5 reasons your child should see a pediatric dentist before school starts

At the start of a new school year, it’s common practice for parents to schedule routine physicals, which include vision and hearing testing. What should also be added to back-to-school preparations is a routine dental checkup. According to the American Dental Association (ADA), dental checkups are as important as booster and immunization shots. Unfortunately, some states have irregular checkup requirements, as far apart as three years, and some states have no requirements at all. So what does this mean for children?

  1. Routine dental examinations uncover problems. The American Dental Association reports that more than half of children between the ages of 5 and 9 have at least one cavity or filling. Untreated problems can be very serious and lead to eating difficulties, weight loss, impaired growth, poor speech development, and systemic infection—all of which—can have an adverse effect on school studies.

Dr. Kenneth Rogers, DMD, a board certified pediatric dentist says, “Long-term neglect can lead to tooth decay, nerve damage, and pain and suffering. On the other end of the spectrum, infection can affect the soft tissue of the face and turn into a medical emergency.”

  1. Establishing a routine early in life helps ensure successful lifelong prevention. Many individuals are unaware of the health risks associated with poor dental care. Dr. Rogers purchased Bright Smiles of Winter Haven in 1990, and quickly implemented community awareness initiatives to help educate parents. The office staffs a dental health educator who speaks regularly with community groups and distributes educational materials. The educator also visits over 30 area schools each year and shares with nearly 4,000 children about the importance of proper dental care. Dr. Rogers says pediatricians and the medical community, have also been helpful in fostering awareness and referring families for early care.
  1. Poor dental health has been associated with a greater chance of diabetes and stroke. With the risk of such serious health issues, proper dental health needs to be a high priority in children’s lives. Dr. Rogers works with parents to devise ways to help engage children in proper dental care. “What works the best is establishing a routine,” Dr. Rogers explains. “Children perform best when following a well-established routine, in fact, they may even remind their parents of the time to brush.”

* [Data excerpts]
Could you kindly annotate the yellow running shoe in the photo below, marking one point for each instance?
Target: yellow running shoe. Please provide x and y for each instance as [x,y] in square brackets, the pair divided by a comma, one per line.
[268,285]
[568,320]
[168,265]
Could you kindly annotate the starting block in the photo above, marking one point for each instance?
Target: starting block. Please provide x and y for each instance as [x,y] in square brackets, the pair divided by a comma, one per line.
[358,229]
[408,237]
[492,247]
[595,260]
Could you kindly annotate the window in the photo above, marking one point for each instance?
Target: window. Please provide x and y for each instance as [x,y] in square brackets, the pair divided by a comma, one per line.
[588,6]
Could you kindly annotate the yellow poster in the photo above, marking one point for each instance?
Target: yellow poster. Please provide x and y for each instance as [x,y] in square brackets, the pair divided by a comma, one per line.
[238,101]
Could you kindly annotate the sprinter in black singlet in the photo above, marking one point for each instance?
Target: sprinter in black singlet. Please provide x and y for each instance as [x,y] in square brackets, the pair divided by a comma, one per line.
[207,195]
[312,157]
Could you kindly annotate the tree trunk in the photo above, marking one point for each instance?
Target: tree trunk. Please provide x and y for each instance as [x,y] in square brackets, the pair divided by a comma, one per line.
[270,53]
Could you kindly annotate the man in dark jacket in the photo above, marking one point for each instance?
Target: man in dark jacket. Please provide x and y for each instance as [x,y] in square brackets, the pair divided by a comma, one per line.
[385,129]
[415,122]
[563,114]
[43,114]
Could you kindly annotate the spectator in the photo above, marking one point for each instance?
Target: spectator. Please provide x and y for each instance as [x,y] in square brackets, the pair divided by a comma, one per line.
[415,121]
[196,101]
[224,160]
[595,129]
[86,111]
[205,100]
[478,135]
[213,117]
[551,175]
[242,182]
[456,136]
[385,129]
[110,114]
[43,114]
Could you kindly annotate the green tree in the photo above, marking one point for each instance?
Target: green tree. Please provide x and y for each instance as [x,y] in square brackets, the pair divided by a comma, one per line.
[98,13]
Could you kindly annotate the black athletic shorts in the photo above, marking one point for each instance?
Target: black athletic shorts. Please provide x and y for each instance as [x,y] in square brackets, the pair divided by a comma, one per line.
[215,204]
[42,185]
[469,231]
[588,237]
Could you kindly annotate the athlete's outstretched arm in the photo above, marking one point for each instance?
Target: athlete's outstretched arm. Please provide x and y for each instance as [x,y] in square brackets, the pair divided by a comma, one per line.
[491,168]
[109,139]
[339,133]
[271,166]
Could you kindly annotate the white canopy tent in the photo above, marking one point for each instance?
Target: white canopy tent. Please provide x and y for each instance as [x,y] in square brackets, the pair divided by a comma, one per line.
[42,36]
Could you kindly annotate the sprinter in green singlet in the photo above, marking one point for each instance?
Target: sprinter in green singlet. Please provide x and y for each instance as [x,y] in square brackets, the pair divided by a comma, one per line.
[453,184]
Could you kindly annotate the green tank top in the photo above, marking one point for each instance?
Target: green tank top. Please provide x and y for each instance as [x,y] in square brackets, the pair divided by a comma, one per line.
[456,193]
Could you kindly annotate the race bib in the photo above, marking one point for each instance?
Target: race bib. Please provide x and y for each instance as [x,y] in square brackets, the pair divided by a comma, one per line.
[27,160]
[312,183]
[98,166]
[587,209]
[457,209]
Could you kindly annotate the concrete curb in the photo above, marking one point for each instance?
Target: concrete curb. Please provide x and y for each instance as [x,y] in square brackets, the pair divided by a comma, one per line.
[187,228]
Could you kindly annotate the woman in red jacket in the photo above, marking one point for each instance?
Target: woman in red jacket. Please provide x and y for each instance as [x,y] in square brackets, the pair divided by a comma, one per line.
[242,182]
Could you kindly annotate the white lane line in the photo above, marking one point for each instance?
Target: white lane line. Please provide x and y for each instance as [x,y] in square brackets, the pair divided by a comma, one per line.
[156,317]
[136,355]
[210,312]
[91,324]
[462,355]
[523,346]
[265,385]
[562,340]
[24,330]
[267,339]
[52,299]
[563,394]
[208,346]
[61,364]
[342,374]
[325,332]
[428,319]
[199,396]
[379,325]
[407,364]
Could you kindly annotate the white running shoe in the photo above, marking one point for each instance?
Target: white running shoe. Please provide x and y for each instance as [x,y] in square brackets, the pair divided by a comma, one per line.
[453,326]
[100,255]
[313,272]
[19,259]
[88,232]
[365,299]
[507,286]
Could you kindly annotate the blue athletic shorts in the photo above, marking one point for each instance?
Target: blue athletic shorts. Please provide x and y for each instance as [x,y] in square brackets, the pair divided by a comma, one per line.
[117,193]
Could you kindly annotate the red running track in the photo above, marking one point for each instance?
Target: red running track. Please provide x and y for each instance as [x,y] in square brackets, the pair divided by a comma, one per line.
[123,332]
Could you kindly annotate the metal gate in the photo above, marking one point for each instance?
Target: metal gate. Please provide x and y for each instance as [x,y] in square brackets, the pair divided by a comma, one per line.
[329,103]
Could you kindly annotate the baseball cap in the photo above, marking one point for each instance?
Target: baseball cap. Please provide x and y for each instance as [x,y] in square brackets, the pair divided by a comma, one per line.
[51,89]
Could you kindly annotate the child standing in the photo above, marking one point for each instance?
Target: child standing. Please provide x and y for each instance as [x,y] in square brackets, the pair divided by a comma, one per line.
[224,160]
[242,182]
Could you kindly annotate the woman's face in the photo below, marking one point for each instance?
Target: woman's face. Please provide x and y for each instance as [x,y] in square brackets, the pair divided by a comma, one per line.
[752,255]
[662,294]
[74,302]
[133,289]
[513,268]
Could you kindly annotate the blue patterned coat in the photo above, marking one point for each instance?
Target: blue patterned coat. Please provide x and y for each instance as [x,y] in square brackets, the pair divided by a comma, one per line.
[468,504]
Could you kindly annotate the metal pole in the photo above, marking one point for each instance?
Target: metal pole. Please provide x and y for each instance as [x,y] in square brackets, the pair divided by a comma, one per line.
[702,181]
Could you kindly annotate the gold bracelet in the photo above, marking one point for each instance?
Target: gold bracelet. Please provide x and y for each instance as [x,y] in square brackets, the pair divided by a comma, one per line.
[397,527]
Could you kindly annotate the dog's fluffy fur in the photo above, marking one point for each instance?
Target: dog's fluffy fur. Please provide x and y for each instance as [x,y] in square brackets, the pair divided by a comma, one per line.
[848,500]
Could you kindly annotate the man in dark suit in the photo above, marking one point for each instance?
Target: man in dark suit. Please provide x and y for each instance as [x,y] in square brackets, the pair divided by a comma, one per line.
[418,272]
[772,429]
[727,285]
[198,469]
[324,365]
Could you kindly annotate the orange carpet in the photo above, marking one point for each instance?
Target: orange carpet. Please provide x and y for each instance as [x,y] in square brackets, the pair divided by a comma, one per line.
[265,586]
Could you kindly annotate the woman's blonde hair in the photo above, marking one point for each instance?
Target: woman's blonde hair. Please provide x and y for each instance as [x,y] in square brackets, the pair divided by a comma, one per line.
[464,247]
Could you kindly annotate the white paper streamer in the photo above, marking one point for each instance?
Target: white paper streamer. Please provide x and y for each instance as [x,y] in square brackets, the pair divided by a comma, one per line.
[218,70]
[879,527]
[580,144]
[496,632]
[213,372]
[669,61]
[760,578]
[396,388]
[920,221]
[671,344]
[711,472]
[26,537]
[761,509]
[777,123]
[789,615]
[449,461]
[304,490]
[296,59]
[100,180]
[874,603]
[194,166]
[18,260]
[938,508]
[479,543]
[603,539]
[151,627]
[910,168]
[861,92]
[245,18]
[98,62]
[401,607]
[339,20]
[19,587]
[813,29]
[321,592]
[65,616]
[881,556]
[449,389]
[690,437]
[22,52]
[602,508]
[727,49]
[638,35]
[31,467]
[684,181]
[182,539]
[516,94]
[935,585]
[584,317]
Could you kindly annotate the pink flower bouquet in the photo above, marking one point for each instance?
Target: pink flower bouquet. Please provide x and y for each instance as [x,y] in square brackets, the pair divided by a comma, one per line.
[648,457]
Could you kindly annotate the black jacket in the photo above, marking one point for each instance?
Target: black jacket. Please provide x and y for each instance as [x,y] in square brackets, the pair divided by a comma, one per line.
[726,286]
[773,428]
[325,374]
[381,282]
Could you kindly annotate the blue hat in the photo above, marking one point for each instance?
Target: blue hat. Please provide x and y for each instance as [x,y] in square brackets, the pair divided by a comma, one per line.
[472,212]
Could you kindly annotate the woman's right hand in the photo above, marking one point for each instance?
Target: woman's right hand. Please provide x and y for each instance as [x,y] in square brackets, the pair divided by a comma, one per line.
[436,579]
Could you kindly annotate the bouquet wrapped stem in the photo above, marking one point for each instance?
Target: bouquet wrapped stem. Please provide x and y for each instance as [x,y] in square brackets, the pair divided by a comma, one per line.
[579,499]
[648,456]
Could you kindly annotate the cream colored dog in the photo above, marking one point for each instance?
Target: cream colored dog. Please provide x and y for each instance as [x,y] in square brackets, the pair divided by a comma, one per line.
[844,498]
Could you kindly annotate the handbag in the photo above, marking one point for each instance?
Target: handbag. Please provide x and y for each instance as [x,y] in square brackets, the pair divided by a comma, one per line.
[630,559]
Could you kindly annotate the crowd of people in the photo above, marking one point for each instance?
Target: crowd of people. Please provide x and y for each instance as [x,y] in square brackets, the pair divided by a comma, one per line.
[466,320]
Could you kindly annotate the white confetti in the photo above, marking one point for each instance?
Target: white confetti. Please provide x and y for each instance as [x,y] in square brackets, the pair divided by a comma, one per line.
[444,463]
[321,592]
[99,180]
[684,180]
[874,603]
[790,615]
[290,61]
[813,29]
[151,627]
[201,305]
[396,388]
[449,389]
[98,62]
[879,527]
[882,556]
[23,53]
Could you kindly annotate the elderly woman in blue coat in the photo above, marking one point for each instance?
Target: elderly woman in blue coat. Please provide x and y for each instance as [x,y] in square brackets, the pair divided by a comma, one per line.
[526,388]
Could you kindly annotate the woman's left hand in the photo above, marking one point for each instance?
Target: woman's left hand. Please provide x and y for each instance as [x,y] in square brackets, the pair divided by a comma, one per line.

* [Actions to take]
**1.** Answer these questions from the dental checkup article:
(a) According to the American Dental Association, what do more than half of children between the ages of 5 and 9 have?
(b) In what year did Dr. Rogers buy Bright Smiles of Winter Haven?
(c) About how many children does the office's dental health educator share with each year?
**2.** Sum up the dental checkup article in two sentences.
**3.** Transcribe the dental checkup article from "At the start" up to and including "mean for children?".
You can leave the records aside; they aren't needed for any of this.

* [Exercise solutions]
**1.**
(a) At least one cavity or filling.
(b) 1990.
(c) Nearly 4,000.

**2.** The dental checkup article urges parents to add a routine dental checkup to back-to-school preparations, noting that the American Dental Association considers checkups as important as booster and immunization shots and that untreated problems can harm children's health and school studies. It draws on pediatric dentist Dr. Kenneth Rogers, whose office runs community awareness efforts for parents and schoolchildren, and who says that establishing a routine is what works best.

**3.**
At the start of a new school year, it’s common practice for parents to schedule routine physicals, which include vision and hearing testing. What should also be added to back-to-school preparations is a routine dental checkup. According to the American Dental Association (ADA), dental checkups are as important as booster and immunization shots. Unfortunately, some states have irregular checkup requirements, as far apart as three years, and some states have no requirements at all. So what does this mean for children?